-- Given instruction --
The lines to extract start at the one containing "Greenhouse-scouting request: tag the stainless" and end with the last line; give them exactly and nothing more.

-- Records to process --
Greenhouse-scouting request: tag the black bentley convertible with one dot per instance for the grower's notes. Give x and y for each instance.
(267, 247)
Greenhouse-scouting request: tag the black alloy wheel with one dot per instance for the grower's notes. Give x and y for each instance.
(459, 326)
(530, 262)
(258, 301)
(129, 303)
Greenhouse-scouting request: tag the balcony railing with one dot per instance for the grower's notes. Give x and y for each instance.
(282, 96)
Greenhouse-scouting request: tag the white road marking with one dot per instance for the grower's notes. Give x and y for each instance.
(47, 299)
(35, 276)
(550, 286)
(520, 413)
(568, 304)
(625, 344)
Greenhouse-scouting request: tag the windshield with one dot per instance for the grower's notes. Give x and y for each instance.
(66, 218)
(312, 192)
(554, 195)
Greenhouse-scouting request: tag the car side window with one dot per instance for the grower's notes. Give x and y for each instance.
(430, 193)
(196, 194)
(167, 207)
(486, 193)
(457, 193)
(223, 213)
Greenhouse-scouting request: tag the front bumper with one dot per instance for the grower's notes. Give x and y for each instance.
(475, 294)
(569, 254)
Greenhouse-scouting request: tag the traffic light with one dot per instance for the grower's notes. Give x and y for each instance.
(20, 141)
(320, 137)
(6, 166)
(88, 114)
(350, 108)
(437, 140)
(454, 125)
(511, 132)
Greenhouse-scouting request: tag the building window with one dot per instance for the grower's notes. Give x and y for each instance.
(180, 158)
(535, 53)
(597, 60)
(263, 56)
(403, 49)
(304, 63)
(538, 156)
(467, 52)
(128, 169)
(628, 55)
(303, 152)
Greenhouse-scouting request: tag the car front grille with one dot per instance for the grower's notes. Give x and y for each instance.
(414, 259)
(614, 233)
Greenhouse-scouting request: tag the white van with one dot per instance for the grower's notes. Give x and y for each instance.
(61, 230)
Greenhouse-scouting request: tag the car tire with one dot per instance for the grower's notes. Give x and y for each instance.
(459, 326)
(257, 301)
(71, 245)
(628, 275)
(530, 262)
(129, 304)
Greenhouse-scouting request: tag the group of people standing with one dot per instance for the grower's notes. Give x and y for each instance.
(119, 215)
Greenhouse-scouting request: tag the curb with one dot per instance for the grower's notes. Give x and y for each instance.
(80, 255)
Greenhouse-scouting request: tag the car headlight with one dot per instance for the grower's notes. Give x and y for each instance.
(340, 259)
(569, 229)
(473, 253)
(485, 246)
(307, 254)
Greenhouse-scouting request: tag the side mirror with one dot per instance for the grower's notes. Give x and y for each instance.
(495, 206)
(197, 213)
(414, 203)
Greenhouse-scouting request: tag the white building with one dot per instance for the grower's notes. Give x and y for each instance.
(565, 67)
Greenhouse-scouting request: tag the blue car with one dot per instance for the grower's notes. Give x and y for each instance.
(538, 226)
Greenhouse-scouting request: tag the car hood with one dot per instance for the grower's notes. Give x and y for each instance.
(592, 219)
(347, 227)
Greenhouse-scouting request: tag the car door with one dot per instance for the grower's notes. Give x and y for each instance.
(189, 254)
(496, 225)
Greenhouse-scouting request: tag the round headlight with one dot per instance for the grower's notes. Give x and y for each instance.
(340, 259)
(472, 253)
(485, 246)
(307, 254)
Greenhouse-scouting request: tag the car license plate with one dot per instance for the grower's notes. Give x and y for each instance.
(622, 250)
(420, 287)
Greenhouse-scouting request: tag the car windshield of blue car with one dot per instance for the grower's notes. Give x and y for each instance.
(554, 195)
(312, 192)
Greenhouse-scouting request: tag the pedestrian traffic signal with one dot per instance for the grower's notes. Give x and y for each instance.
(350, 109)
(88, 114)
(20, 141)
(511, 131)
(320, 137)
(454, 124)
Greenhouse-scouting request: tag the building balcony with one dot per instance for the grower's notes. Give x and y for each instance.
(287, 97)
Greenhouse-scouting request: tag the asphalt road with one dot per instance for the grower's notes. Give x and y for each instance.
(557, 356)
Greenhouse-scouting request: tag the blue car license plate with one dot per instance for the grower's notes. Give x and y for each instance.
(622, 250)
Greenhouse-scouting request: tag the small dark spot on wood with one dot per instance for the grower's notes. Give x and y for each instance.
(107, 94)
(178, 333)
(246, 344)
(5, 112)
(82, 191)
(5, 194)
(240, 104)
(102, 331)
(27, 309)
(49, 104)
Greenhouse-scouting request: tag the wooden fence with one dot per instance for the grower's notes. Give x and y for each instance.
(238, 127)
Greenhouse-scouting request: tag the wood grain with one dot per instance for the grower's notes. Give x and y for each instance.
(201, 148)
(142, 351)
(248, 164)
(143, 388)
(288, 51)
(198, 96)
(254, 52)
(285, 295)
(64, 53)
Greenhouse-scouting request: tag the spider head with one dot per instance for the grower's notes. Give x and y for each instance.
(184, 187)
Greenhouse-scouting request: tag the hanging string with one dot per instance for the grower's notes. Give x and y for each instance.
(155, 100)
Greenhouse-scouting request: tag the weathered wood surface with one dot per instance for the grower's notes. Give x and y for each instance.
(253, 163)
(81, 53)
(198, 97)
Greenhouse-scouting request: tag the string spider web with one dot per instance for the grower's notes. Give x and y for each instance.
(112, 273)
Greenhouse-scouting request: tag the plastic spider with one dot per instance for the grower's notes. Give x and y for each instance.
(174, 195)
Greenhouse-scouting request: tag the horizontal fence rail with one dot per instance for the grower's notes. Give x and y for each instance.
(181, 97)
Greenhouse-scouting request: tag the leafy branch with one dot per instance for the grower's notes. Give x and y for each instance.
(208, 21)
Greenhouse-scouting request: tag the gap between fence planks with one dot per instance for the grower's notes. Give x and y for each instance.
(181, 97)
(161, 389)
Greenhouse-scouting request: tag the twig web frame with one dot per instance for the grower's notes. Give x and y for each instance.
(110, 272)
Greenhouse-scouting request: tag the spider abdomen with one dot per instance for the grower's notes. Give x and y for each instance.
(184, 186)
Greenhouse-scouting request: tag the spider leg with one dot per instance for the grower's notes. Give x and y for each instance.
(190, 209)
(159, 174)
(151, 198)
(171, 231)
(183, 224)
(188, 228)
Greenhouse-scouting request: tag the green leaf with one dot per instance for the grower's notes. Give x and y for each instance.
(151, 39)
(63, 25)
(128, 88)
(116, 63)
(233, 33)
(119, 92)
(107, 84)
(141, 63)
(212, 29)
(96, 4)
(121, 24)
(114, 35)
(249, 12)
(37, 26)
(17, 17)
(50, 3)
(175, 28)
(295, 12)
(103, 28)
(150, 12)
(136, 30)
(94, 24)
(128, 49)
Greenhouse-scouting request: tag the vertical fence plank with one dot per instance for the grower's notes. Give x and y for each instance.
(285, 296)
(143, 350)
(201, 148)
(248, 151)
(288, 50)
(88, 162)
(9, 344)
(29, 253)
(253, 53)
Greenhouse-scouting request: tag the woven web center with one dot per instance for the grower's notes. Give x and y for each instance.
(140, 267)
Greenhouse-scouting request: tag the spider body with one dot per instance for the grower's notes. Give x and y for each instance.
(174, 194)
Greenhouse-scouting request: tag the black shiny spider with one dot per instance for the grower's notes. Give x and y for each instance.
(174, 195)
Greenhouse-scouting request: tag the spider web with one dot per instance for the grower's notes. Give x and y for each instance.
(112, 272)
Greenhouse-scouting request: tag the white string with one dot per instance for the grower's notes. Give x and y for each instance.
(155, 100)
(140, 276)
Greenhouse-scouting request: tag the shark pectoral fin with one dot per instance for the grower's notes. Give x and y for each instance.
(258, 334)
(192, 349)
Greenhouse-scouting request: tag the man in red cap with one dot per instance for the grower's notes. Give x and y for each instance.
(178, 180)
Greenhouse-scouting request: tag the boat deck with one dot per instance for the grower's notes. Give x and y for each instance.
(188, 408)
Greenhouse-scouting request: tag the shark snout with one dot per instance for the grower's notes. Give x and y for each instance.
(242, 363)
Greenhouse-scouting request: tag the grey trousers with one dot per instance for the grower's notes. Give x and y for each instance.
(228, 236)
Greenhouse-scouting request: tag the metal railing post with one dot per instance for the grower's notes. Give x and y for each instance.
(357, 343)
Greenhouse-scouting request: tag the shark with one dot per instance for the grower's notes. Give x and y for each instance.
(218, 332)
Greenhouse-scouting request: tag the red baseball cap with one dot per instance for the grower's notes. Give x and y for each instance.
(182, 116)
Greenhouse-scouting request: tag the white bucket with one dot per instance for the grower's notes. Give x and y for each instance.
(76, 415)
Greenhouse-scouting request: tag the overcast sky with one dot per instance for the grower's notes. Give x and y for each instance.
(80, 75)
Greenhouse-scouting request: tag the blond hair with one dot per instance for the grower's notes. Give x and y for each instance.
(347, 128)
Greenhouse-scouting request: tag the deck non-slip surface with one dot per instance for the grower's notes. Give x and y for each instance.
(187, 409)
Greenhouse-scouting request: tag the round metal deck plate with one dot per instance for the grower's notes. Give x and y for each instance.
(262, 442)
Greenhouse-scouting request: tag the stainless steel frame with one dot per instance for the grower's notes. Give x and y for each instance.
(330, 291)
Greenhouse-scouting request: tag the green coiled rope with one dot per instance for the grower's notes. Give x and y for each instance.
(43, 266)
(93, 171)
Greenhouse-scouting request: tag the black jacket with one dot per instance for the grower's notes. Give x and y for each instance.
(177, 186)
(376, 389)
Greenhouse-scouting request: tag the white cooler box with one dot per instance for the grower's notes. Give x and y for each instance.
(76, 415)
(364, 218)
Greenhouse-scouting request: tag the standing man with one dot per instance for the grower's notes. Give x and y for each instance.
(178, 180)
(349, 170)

-- Expected output --
Greenhouse-scouting request: tag the stainless steel frame with one dot per instance for the grower's notes. Give x and y for each instance.
(330, 291)
Greenhouse-scouting request: tag the green coiled rope with one dot per instance for the grower's notes. Give x and y for each instance.
(43, 266)
(93, 171)
Greenhouse-scouting request: tag the black jacket with one dot per instance for the grower's notes. Give x and y for each instance.
(177, 186)
(376, 389)
Greenhouse-scouting request: tag the white cooler box with one dot per instance for the grower's notes. Give x and y for each instance.
(76, 415)
(364, 218)
Greenhouse-scouting request: tag the standing man with one dot per instance for the grower's notes. Give x and y for each instance.
(178, 180)
(349, 170)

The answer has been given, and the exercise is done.